▸ Document segment
____

Join me in my adventures as I write romance novels and sew vintage and contemporary fashion.

Tuesday, June 10, 2014

Long Days of Summer

Once again it's summer vacation and the days stretch before me, making me believe that I can write two books and sew many, many dresses. Last summer I thought the same thing and while I made a few dresses--Vintage Vogue 2787 and Vintage Vogue 1136 come to mind--I didn't get done nearly as much  as I had hoped.

But this summer will be different. Oh yes, it will.

I've started three projects. The first is a slip made from a Gertie pattern Butterick 6031. I ordered  a slip kit from Gertie's Etsy shop, thinking it would make the process easier--which it did--but more importantly, it introduced me to micro jersey knit. This stuff is incredible. Heavier than the nylon, it slides over the body and hangs wonderfully. I ended up ordering another kit in yellow and I'm thinking about one in black. These
slips are fun to sew. My slip has no straps because I haven't gotten that far yet, having been interrupted by end of the school year falderal, comprised mainly of stowing things away where I won't be able to find them again in August.

I've made a muslin of my second project, McCall 7204, an early 1950s pattern. I decided to make it out of this polka dot sateen. The dots are small enough that they shouldn't overpower and I won't look like Minnie Mouse. I already have a Minnie Mouse dress, which I wear proudly, so I don't need another.

____

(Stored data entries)
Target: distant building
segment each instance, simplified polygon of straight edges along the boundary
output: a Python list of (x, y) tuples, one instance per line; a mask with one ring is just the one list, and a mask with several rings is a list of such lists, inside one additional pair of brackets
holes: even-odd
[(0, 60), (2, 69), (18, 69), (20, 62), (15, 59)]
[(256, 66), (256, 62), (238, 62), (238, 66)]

____

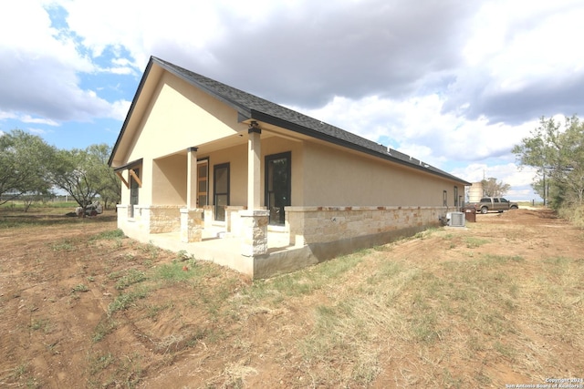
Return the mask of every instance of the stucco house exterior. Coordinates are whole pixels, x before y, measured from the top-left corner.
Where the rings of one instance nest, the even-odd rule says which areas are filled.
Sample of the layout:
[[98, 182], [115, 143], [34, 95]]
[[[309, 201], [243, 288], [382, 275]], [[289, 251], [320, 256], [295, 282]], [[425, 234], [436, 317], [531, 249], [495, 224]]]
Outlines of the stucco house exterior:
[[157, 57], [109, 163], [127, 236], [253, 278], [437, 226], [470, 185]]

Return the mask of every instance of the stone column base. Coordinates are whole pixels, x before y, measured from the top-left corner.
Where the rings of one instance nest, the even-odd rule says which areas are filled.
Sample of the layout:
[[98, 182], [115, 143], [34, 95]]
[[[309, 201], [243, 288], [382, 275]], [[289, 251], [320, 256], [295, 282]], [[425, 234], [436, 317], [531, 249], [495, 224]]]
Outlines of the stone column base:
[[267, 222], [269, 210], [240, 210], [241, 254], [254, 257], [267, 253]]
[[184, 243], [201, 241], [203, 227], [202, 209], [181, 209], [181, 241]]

____

▸ Short exercise 1
Answer these questions about the sewing blog post, one per line.
(a) Which Butterick pattern is the slip made from?
(b) What fabric did the slip kit introduce to the writer?
(c) What fabric was chosen for McCall 7204?
▸ Short exercise 2
Repeat word for word the stretch of the sewing blog post from "Once again it's" through "I had hoped.".

▸ Complete response 1
(a) Butterick 6031
(b) Micro jersey knit
(c) Polka dot sateen

▸ Complete response 2
Once again it's summer vacation and the days stretch before me, making me believe that I can write two books and sew many, many dresses. Last summer I thought the same thing and while I made a few dresses--Vintage Vogue 2787 and Vintage Vogue 1136 come to mind--I didn't get done nearly as much  as I had hoped.